Data extracted from a collection:
● ● ● ●
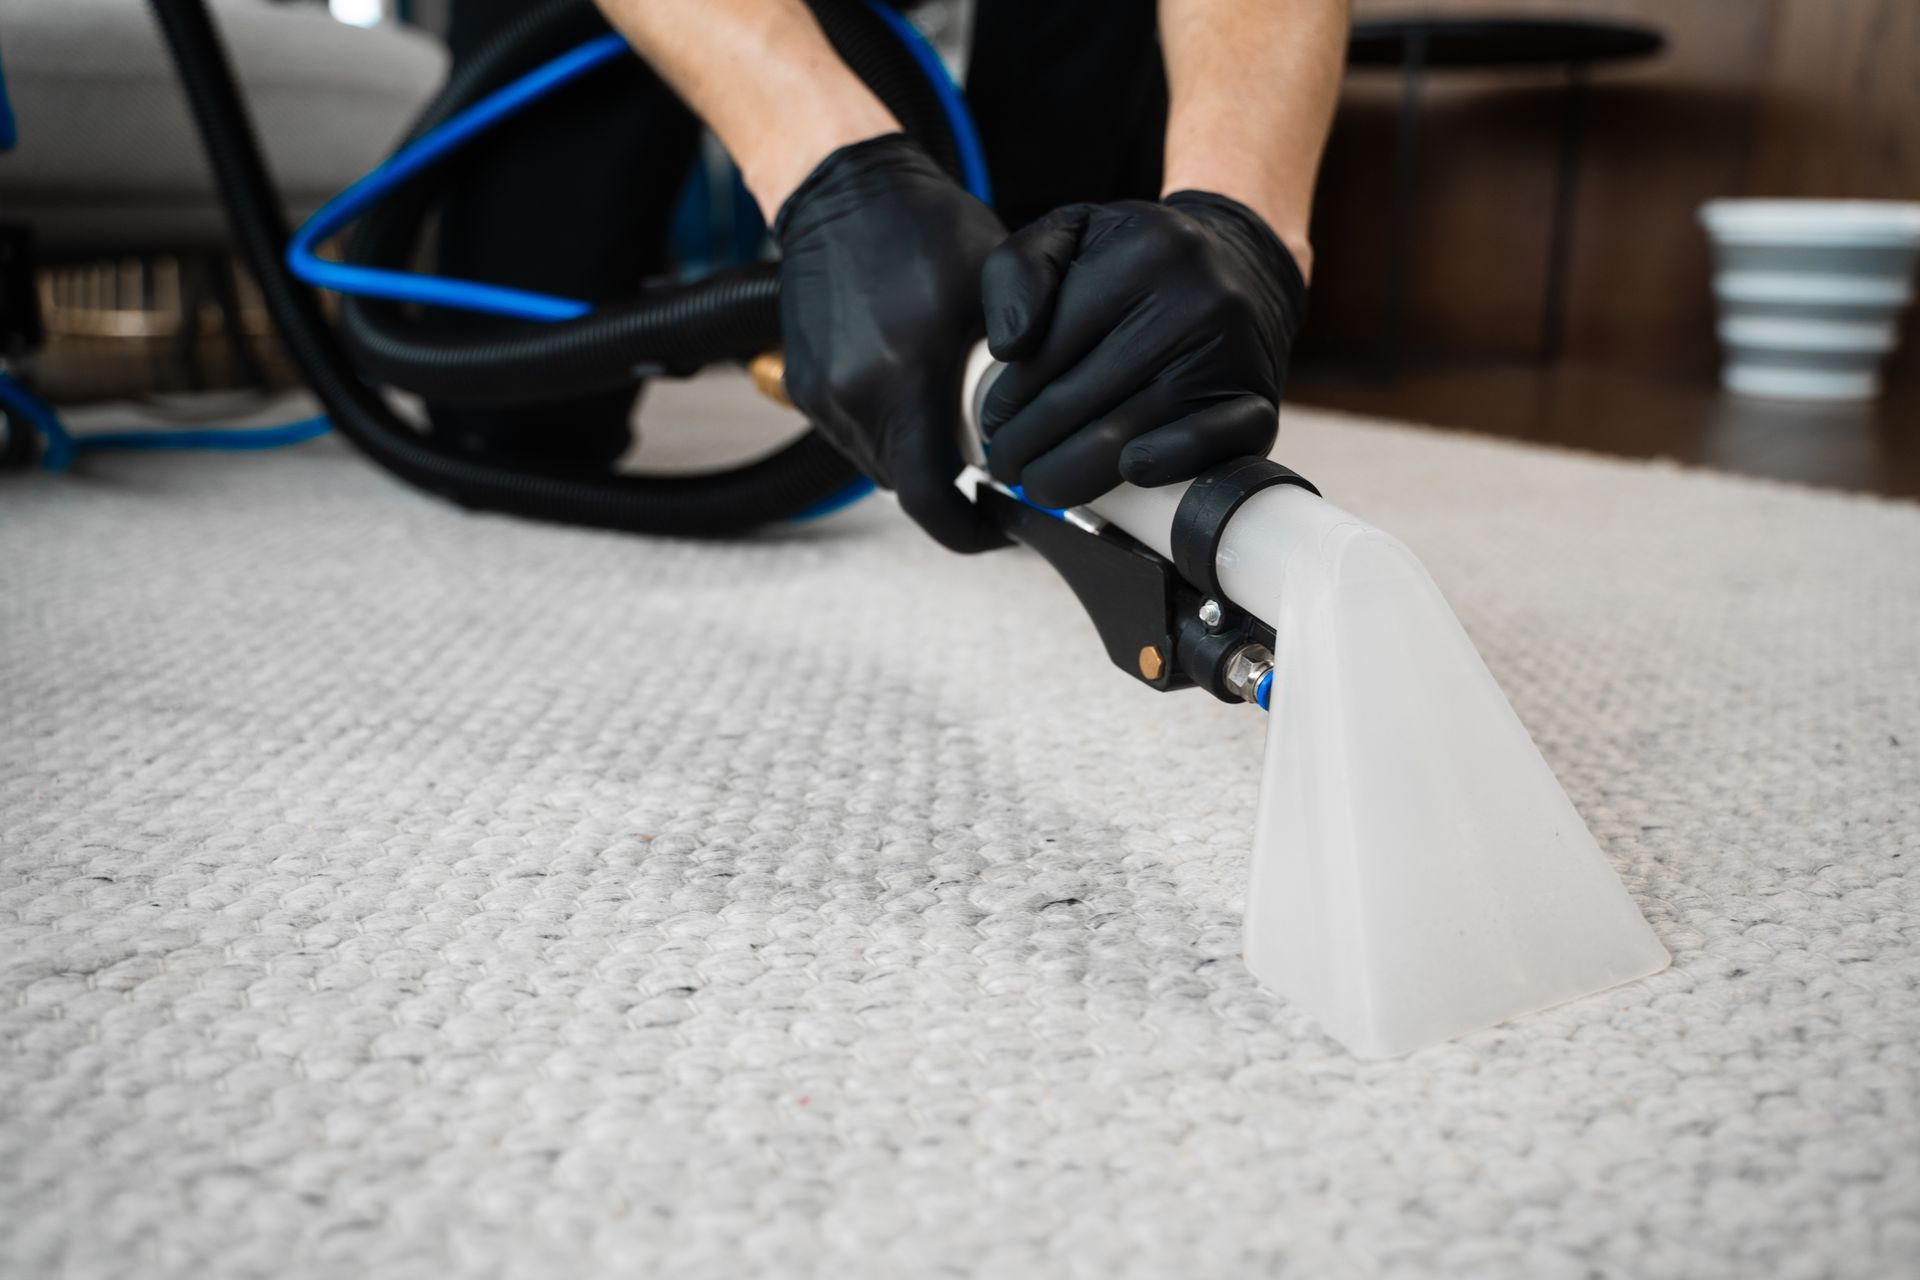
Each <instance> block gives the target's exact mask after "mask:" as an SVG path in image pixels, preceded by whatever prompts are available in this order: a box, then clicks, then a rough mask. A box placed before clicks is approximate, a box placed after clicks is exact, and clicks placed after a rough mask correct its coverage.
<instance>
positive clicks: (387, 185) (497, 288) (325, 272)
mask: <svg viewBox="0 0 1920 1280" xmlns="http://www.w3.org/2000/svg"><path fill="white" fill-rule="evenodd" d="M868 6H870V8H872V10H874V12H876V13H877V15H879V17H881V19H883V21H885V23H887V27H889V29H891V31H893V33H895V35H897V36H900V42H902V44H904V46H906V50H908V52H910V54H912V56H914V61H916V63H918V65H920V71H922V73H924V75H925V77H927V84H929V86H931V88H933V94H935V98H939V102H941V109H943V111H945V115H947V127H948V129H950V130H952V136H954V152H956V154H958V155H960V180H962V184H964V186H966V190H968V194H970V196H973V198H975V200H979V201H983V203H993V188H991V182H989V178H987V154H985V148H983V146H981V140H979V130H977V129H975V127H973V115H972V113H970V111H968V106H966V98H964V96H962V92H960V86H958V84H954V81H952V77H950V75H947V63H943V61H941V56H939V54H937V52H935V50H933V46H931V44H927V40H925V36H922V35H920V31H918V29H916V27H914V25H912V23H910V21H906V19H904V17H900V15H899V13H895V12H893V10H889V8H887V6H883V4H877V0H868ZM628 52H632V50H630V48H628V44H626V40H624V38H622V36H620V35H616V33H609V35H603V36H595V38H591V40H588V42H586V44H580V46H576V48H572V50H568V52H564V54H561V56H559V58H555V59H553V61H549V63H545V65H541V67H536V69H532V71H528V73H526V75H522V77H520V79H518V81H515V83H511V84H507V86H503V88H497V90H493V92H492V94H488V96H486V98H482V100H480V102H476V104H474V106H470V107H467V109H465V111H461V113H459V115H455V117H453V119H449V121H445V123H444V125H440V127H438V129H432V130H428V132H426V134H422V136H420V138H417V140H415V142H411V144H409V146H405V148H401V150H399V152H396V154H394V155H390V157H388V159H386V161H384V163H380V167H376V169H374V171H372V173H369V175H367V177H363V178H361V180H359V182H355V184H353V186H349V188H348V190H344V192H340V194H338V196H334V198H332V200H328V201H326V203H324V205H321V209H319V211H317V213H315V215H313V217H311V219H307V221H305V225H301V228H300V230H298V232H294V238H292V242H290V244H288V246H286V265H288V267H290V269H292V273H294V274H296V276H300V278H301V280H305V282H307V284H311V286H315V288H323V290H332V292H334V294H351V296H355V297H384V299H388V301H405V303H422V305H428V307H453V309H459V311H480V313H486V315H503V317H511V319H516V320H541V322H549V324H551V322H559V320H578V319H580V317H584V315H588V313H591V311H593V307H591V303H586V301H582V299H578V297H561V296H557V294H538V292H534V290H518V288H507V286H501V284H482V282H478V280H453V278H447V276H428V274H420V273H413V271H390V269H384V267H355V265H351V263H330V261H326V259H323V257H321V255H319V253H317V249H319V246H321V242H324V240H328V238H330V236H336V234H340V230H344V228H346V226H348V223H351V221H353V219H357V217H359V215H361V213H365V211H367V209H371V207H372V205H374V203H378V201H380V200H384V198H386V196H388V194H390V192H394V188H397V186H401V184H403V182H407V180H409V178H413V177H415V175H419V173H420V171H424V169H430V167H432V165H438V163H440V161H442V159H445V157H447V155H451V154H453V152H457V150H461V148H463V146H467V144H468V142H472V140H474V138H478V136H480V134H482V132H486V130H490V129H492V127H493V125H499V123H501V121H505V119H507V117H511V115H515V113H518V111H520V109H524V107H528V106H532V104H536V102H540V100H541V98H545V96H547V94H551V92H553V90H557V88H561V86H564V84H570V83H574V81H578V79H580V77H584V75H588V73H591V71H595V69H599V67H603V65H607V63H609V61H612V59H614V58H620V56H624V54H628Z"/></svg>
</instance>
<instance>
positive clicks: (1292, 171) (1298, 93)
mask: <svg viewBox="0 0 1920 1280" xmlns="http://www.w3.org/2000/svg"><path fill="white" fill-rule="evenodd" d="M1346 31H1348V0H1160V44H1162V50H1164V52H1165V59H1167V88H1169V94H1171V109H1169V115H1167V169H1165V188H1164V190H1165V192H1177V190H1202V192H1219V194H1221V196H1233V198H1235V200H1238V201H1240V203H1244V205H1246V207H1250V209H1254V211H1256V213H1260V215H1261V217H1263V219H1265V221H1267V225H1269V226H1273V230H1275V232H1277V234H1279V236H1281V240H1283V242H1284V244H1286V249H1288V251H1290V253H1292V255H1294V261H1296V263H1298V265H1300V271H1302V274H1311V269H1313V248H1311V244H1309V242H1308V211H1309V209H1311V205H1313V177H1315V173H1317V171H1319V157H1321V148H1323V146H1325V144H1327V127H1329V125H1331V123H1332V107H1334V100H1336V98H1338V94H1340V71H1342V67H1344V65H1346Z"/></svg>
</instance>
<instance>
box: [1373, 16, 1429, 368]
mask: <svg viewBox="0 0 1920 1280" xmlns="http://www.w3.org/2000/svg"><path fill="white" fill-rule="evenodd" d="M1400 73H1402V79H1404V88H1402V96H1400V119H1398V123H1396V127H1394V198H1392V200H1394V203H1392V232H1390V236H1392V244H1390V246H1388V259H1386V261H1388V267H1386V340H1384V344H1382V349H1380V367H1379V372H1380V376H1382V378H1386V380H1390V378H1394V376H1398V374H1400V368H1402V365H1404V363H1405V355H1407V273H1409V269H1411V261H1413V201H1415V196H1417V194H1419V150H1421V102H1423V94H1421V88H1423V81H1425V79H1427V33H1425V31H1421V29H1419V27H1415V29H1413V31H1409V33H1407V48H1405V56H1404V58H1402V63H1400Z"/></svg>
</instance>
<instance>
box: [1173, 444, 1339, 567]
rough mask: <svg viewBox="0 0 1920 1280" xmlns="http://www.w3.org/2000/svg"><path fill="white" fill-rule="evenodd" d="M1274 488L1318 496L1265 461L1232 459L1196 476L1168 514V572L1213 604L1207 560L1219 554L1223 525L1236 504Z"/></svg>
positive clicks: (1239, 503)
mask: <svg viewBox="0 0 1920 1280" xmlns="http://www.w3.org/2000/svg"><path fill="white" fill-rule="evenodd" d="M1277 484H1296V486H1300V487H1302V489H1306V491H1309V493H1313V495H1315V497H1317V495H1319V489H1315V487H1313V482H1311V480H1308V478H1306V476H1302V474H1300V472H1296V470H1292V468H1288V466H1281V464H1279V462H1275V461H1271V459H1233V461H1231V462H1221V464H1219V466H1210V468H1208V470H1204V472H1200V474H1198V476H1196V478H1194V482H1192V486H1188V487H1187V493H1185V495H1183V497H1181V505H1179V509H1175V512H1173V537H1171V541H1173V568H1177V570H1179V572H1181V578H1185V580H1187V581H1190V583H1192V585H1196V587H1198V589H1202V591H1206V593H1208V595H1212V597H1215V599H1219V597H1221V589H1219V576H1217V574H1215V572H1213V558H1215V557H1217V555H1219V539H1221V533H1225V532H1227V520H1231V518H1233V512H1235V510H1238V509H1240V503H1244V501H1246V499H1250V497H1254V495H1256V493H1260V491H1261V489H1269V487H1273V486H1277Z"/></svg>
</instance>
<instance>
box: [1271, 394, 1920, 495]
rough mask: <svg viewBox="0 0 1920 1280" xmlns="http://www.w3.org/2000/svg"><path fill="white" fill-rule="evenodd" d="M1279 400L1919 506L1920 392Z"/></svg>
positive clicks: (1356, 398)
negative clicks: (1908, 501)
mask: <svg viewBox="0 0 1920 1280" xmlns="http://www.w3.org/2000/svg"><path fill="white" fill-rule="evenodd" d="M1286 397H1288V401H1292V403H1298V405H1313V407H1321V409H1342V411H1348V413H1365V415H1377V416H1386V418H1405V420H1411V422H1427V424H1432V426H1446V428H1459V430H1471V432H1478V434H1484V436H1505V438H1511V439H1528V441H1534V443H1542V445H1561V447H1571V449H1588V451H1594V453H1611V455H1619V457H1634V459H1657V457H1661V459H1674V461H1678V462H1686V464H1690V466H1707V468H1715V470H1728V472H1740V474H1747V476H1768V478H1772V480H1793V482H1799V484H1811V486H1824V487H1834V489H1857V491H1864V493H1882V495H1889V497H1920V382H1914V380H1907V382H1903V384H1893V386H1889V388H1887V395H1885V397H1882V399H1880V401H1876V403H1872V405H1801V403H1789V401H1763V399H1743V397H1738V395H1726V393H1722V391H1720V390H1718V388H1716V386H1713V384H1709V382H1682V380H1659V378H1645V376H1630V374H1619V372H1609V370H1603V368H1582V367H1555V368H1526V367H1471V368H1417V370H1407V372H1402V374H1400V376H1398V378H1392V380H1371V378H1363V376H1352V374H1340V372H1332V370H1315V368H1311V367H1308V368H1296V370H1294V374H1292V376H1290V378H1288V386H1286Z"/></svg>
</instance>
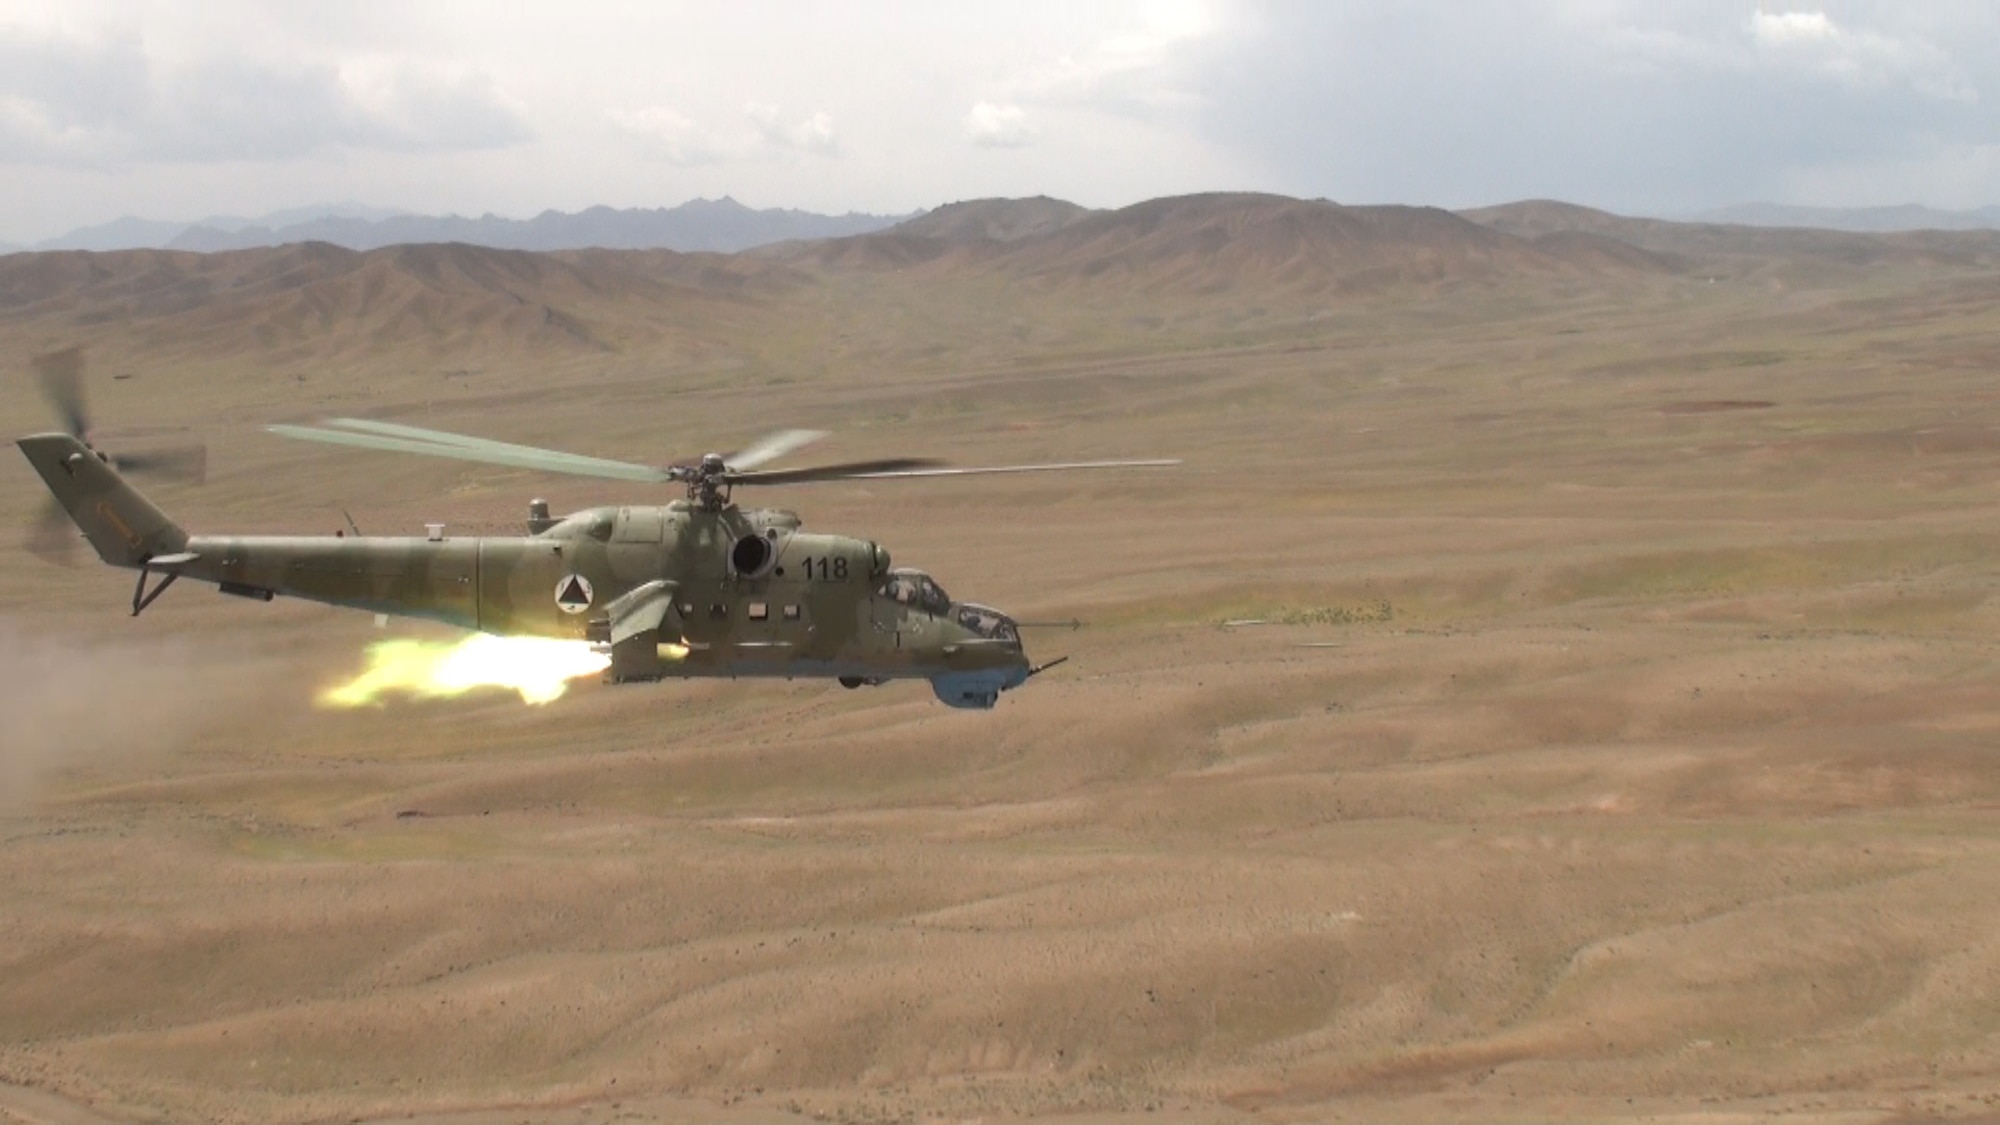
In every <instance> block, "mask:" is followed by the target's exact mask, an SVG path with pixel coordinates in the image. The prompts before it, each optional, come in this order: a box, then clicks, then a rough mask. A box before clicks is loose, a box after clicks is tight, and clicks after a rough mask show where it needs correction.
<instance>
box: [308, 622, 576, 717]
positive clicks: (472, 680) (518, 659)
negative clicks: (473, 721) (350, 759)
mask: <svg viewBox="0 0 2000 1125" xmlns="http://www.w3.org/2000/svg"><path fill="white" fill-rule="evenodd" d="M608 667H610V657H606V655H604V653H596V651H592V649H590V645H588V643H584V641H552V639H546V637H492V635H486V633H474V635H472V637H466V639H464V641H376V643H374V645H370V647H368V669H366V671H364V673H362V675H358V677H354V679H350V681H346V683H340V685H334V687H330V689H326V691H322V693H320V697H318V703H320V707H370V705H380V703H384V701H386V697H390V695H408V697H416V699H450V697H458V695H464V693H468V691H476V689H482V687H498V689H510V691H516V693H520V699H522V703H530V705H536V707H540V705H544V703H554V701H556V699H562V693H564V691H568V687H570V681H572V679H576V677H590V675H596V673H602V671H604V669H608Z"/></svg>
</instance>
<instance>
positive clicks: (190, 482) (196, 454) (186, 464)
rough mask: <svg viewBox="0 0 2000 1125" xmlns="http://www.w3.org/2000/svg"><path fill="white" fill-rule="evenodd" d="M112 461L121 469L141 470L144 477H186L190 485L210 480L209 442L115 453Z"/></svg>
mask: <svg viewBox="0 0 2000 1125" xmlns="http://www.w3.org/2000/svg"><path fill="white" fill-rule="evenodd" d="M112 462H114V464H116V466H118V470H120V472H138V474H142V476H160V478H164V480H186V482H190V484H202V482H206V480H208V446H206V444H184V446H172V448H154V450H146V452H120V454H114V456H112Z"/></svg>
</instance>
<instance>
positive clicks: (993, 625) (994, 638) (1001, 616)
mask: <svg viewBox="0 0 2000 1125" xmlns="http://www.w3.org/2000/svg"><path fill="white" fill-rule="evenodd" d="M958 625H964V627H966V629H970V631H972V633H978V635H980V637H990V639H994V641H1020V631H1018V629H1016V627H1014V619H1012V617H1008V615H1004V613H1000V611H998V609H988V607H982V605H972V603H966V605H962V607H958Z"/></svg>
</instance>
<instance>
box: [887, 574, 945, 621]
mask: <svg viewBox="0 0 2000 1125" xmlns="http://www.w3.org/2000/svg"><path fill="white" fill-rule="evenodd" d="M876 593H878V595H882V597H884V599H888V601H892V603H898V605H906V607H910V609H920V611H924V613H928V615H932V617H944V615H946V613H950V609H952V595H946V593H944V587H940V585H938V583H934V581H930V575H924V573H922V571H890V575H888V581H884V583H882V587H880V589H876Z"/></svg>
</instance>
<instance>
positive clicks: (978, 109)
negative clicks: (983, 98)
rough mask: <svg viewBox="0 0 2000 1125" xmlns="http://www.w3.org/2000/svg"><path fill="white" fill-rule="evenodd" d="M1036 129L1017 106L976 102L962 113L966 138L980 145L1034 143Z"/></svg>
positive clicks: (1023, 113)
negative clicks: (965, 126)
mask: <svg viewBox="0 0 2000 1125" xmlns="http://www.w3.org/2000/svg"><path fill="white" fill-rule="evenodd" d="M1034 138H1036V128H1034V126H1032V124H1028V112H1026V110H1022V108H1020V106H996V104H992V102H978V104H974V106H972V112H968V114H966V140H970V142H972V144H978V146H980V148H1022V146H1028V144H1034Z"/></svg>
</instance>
● ● ● ●
**WORK TO COMPLETE:**
Copy the lines above that hold the word "this".

**YOUR RESPONSE:**
Each <instance> block gives the target's exact mask after "mask:" as an SVG path in image pixels, preceded by whatever prompts are available in this order: a box, then clicks, then a rough mask. A box placed before clicks is approximate, a box placed after clicks is exact, and clicks placed after a rough mask correct its coverage.
In every <instance> block, "mask:" is followed by the target's exact mask, an SVG path with pixel coordinates in the image. The prompts before it, each optional, come in this order: a box, then clicks, then a rough mask. A box before clicks is loose, a box after clicks is tight, and clicks after a rough mask show where it needs correction.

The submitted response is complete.